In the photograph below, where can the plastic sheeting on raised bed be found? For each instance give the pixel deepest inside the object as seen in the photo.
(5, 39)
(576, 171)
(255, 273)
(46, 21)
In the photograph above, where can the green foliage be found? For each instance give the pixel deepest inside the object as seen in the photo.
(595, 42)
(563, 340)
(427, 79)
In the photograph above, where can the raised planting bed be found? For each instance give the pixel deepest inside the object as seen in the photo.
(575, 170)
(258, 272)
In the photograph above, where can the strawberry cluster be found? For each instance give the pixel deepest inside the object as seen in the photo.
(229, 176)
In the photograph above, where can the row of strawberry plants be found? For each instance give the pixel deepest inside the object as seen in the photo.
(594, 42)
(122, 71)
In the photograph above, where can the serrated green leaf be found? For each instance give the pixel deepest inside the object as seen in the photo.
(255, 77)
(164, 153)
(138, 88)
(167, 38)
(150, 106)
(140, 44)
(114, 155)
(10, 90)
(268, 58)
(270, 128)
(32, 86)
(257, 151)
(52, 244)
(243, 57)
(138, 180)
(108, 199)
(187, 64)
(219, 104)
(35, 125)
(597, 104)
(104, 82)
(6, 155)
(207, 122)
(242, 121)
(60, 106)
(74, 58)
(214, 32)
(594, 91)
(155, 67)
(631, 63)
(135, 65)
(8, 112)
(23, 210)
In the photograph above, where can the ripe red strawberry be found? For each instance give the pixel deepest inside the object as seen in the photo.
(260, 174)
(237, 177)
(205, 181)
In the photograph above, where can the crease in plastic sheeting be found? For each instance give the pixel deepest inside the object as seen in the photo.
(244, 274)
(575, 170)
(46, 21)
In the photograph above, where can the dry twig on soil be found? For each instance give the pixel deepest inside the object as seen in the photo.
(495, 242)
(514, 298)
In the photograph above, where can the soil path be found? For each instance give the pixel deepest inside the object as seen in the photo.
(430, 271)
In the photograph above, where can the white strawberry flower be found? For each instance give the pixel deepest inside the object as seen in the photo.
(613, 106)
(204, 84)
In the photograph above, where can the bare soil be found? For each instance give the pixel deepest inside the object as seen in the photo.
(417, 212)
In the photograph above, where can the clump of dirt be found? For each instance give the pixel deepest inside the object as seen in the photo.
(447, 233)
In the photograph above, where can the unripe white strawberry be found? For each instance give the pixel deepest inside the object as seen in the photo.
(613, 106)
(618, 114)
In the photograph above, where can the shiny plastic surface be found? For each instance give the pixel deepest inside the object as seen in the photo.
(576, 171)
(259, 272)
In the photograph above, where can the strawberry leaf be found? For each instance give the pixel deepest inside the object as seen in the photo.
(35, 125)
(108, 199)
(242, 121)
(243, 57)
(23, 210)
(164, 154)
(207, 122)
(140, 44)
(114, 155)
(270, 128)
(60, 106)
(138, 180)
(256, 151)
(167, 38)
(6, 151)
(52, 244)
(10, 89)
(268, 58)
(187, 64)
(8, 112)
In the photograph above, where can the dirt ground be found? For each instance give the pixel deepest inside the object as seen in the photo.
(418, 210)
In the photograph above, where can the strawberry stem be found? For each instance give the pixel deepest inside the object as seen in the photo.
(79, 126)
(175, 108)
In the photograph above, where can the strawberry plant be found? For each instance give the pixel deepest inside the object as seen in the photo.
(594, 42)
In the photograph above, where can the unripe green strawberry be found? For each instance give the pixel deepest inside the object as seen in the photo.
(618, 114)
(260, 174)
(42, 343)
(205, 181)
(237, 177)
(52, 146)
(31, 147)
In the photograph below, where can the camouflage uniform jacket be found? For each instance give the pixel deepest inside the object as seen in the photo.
■ ■ ■ ■
Each line of the material above needs to be quoted exactly, please.

In the photograph below, where can the plastic sheeting on raised bed be found? For each instance give the pixel deepest inside the object as seen in the photo.
(5, 39)
(576, 171)
(255, 273)
(46, 21)
In the photograph above, where can the green foliage be found? For each instance give the pixel deepest inside the object as seen in the photo.
(595, 42)
(563, 340)
(427, 79)
In the photograph above, where can the raised planting bed be found? For each instance give the pixel deepest inside the object as seen in the photo.
(575, 170)
(258, 272)
In the photograph above, where can the strawberry cluster be found? For each instance give the pixel deepest inside the object as seen in the photo.
(229, 176)
In the photograph above, where can the row of strawberry plants be found? For each instance give the pixel deepest inside the object as seen in the photo.
(594, 42)
(122, 71)
In the photograph above, where can the serrated green leaf be found? For each instance give the pixel deepest inside the object as seen in the photo.
(255, 77)
(164, 153)
(138, 88)
(167, 38)
(150, 106)
(140, 44)
(114, 155)
(10, 90)
(268, 58)
(270, 128)
(32, 86)
(257, 151)
(52, 244)
(243, 57)
(138, 180)
(108, 199)
(187, 64)
(219, 104)
(35, 125)
(597, 104)
(104, 82)
(6, 155)
(207, 122)
(242, 121)
(60, 106)
(74, 58)
(214, 32)
(594, 91)
(155, 67)
(631, 63)
(135, 65)
(8, 112)
(23, 210)
In the photograph above, where can the ripe red strawberry be found? For each instance give the pixel deepest inside the object as seen in the photo.
(260, 174)
(237, 177)
(205, 181)
In the photograph above, where can the crease in plastic sheeting be found? For each instance give the pixel deepest inside the object as seen in the photo.
(244, 274)
(575, 170)
(46, 21)
In the photograph above, where can the dry twig on soil be found? For each instance give the pixel deepest inside the object as seen in the photo.
(495, 242)
(514, 298)
In the photograph above, where can the soil path be found? For each instance give the pixel deepest inside the object as seen in the photo.
(430, 271)
In the photograph above, where can the white strawberry flower be found? For each instance give the pixel deepest inside the object as seen in the photo.
(613, 106)
(204, 84)
In the photograph above, where can the bare soil be found? For each instance give the pixel deepest inside the object as seen in the photo.
(417, 212)
In the photograph above, where can the clump of dirt be found? For each instance give the pixel deepest inside the object as seen in the photo.
(447, 233)
In the photograph above, where can the unripe white strawberry be found? For each instance give the pixel deepest inside the object as seen in the photo.
(613, 106)
(618, 114)
In the photograph above, where can the shiny plastic surface be found? For each instance give the pixel deepest inside the object as seen in the photo.
(576, 171)
(259, 272)
In the photograph above, where can the strawberry leaf be found? For each instance give the pixel deepest inside the object as seen in the photo.
(35, 125)
(108, 199)
(242, 121)
(243, 57)
(23, 210)
(164, 154)
(207, 122)
(140, 44)
(114, 155)
(270, 128)
(60, 106)
(138, 180)
(256, 151)
(167, 38)
(6, 151)
(52, 244)
(10, 89)
(268, 58)
(187, 64)
(8, 112)
In the photograph above, where can the dirt ground be found? For each instance give the pixel deepest inside the object as seen in the photo.
(418, 210)
In the photograph above, where can the strawberry stem be found? For each instance give the pixel deepest inside the object as seen in the photo.
(79, 126)
(175, 108)
In the photograph above, where can the strawberry plant be found? For each instance give the pixel deepest inside the object as seen in the photo.
(594, 42)
In the photograph above, where can the unripe green strawberry be found? For each instance give the pixel deepest inside the object as seen in the photo.
(618, 114)
(260, 174)
(42, 343)
(205, 181)
(237, 177)
(52, 146)
(31, 147)
In the photograph below, where can the camouflage uniform jacket be found? For each instance give the pixel deepest inside the object as seen in the photo.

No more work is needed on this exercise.